DIRECTIONS
a) State whether each statement below agrees with the news story about students returning to school, and support each yes or no with the deciding words of the story quoted exactly: (i) Students are back in classrooms full-time for the first time in 18 months. (ii) Maddie Thompson is a senior at Mercer Island High School. (iii) Thompson and her peers spent a full year in high school as freshmen before the pandemic.
b) From the news story about students returning to school, copy out everything from "MERCER ISLAND, Wash." down to "in small groups.".

*** DOCUMENT TEXT ***

MERCER ISLAND, Wash. — This story was produced in conjunction with the Mindful Headlines podcast, which explores how our psychology intersects with current events. Listen to Dr. Neeru Bakshi share on the podcast about ways parents can talk with their kids about returning to the classroom, including adhering to new rules and managing social anxiety. Watch the conversation with Bakshi on YouTube.
This school year looks unlike any other.
Kids are back in the classrooms full-time for the first time in 18 months. However, there’s a new social landscape to deal with: they’re wearing masks, practicing social distancing and are generally forced to socialize in small groups.
“We were out for a long time. We really have no experience in terms of the real high school experience,” said Maddie Thompson, a junior at Mercer Island High School.
Thompson and her peers spent six months in high school as freshmen before the pandemic hit, and now they’re reentering school as upperclassmen.
“Four years sounds like a lot of time, but it’s not,” said Kristoffer Holtan, also a student at Mercer Island High.

*** End of DOCUMENT TEXT ***
*** INFORMATION SUPPLIED ***

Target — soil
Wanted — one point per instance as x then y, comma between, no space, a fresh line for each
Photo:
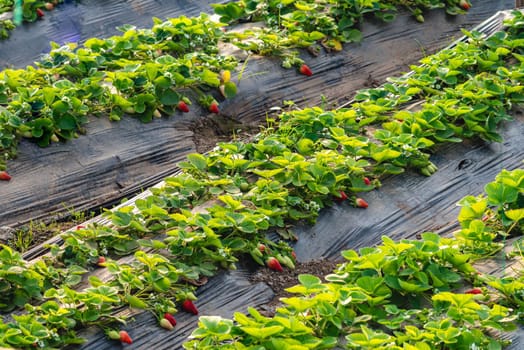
219,128
279,281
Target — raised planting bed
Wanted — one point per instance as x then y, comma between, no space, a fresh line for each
121,158
245,201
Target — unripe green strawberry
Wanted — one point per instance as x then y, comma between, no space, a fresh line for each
361,203
213,108
274,264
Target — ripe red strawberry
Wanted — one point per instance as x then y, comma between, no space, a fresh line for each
361,203
474,291
101,261
464,4
4,176
170,318
182,106
188,306
112,334
125,338
213,108
274,264
164,323
304,69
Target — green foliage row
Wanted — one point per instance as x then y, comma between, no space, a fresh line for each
399,295
147,72
224,203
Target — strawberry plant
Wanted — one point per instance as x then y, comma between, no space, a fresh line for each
395,295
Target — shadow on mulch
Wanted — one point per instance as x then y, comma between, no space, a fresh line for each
279,281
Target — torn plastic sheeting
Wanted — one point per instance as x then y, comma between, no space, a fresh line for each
115,159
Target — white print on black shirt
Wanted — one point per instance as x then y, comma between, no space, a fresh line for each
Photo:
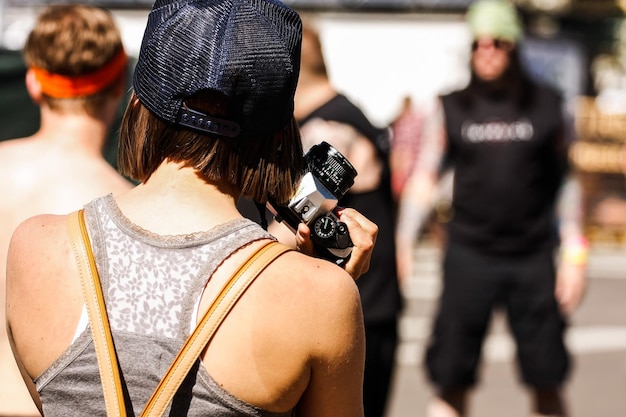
497,131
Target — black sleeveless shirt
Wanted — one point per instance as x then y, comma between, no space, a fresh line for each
509,159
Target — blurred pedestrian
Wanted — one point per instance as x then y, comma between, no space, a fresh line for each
325,114
504,137
211,118
77,76
406,131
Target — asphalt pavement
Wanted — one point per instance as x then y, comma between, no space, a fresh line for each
596,339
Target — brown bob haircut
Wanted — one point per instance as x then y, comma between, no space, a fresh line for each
261,167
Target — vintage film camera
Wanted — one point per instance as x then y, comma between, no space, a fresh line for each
329,176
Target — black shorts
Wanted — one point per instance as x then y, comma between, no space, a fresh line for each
475,284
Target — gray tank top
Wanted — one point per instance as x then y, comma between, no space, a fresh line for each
152,284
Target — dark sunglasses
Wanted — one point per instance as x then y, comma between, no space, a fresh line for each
497,43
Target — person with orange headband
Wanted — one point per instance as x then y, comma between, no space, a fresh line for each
77,75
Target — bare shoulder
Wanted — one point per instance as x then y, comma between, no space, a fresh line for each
322,280
32,243
318,299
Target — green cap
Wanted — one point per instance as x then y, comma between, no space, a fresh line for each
494,19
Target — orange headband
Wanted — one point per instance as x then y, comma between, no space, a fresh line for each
67,86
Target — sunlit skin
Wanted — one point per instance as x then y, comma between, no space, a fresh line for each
490,57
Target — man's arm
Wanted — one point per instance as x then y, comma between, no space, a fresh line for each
571,273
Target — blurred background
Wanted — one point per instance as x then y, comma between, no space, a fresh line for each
386,54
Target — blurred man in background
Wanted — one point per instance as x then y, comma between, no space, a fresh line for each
77,75
504,137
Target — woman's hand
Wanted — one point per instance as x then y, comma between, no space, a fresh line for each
363,234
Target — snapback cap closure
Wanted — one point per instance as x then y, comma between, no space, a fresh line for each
204,123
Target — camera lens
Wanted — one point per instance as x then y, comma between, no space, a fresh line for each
331,168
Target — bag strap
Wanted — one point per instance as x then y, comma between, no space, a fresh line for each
193,347
206,328
98,320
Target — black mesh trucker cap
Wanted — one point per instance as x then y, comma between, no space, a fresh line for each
247,49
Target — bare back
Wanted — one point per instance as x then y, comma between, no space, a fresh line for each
297,335
41,177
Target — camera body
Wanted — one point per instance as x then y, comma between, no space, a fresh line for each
329,176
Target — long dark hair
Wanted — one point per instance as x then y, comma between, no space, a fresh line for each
514,82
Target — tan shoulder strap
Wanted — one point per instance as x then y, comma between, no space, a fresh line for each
193,347
98,319
211,320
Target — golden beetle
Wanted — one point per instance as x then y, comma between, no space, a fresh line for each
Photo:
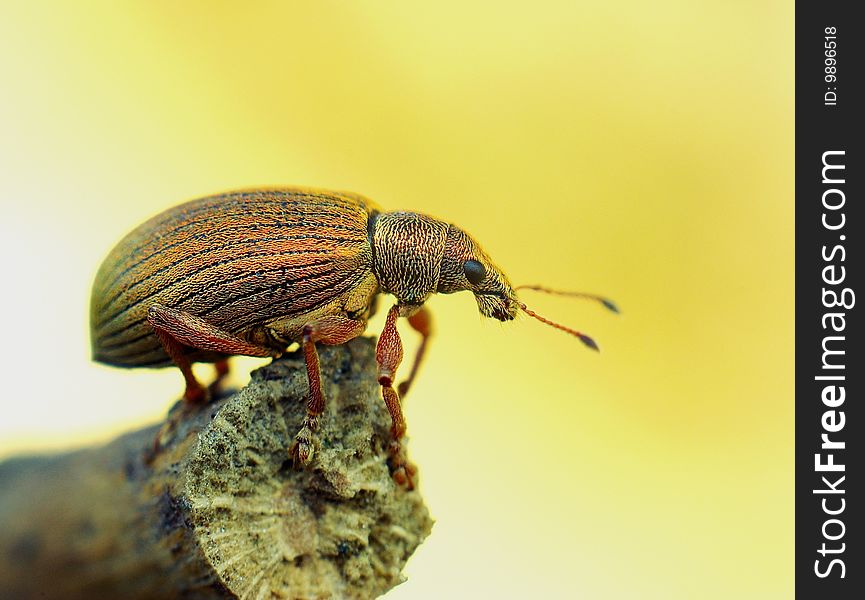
251,272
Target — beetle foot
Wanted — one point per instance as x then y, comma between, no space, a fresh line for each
303,447
402,471
196,395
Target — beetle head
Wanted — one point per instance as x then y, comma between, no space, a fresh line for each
465,266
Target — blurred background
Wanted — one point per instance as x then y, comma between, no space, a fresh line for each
640,150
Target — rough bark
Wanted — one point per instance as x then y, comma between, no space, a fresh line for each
220,511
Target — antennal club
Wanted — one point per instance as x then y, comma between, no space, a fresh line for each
609,304
582,336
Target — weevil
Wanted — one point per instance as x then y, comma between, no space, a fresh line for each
253,272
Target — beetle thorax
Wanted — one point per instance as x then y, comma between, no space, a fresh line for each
407,254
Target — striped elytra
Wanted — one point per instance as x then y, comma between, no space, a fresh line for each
252,272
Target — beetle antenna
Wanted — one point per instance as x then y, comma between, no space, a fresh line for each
582,336
605,301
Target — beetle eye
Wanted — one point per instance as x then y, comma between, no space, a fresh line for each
474,271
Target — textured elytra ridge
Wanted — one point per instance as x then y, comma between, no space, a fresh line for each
339,527
219,511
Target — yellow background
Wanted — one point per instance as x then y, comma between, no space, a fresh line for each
643,150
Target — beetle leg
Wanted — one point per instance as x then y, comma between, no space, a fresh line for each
177,329
421,322
330,330
388,355
221,368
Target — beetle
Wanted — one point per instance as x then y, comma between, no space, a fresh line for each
252,272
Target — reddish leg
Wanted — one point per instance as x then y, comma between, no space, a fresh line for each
388,355
327,330
179,330
421,322
221,368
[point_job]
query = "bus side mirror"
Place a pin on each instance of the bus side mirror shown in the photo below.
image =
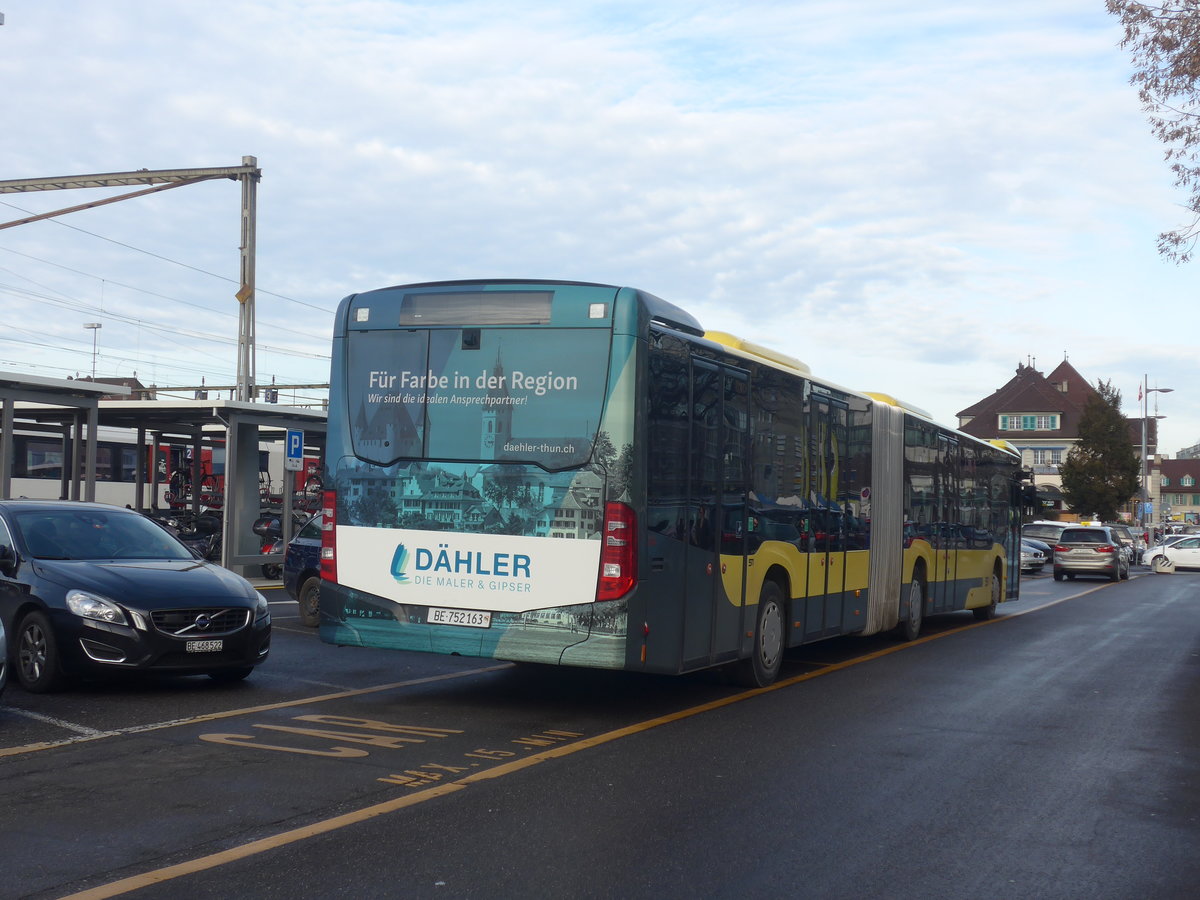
(7, 561)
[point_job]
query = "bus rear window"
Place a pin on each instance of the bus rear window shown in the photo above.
(477, 307)
(513, 395)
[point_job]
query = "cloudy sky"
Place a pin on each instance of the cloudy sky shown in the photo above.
(913, 198)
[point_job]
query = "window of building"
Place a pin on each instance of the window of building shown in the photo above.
(1048, 456)
(1029, 423)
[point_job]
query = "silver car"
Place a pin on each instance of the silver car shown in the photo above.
(1032, 558)
(1183, 552)
(1091, 550)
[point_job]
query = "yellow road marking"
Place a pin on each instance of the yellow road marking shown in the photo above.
(246, 711)
(214, 861)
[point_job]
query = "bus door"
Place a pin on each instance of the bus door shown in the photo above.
(947, 533)
(827, 429)
(717, 511)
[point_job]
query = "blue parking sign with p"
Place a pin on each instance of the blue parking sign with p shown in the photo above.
(294, 457)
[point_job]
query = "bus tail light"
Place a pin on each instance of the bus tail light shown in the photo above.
(618, 556)
(329, 535)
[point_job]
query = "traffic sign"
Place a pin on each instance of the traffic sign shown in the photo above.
(293, 460)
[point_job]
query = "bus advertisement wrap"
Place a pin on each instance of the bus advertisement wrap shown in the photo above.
(467, 571)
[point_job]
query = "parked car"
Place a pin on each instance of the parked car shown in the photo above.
(1090, 550)
(1032, 558)
(1183, 552)
(301, 571)
(1045, 532)
(1133, 546)
(88, 588)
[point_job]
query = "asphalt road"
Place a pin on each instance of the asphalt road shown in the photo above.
(1051, 753)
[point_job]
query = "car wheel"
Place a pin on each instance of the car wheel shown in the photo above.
(310, 603)
(39, 667)
(767, 655)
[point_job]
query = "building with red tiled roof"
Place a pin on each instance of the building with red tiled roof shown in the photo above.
(1039, 415)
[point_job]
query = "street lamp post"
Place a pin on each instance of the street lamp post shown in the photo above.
(94, 327)
(1145, 463)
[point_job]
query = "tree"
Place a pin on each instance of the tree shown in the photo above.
(1099, 474)
(1164, 41)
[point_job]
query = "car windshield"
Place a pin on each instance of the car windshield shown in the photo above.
(1080, 535)
(95, 534)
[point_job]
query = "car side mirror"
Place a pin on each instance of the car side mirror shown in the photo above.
(7, 561)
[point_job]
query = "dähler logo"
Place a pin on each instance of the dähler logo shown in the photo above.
(400, 563)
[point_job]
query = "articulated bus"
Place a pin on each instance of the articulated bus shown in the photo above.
(581, 474)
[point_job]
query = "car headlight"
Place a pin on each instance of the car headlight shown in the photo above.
(90, 606)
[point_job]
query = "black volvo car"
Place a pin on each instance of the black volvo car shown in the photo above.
(88, 588)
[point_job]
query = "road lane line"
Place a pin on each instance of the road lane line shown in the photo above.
(246, 711)
(58, 723)
(157, 876)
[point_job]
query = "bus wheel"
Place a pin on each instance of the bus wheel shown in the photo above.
(767, 657)
(989, 612)
(910, 629)
(310, 603)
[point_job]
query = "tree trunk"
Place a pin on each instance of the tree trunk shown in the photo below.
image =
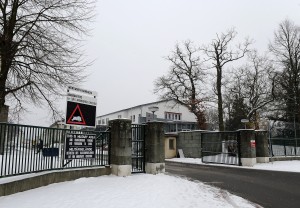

*** End of INFORMATION SUPPLIED ***

EXPECTED RESPONSES
a)
(i) Yes: "Kids are back in the classrooms full-time for the first time in 18 months."
(ii) No: "a junior at Mercer Island High School"
(iii) No: "spent six months in high school as freshmen before the pandemic hit"

b)
MERCER ISLAND, Wash. — This story was produced in conjunction with the Mindful Headlines podcast, which explores how our psychology intersects with current events. Listen to Dr. Neeru Bakshi share on the podcast about ways parents can talk with their kids about returning to the classroom, including adhering to new rules and managing social anxiety. Watch the conversation with Bakshi on YouTube.
This school year looks unlike any other.
Kids are back in the classrooms full-time for the first time in 18 months. However, there’s a new social landscape to deal with: they’re wearing masks, practicing social distancing and are generally forced to socialize in small groups.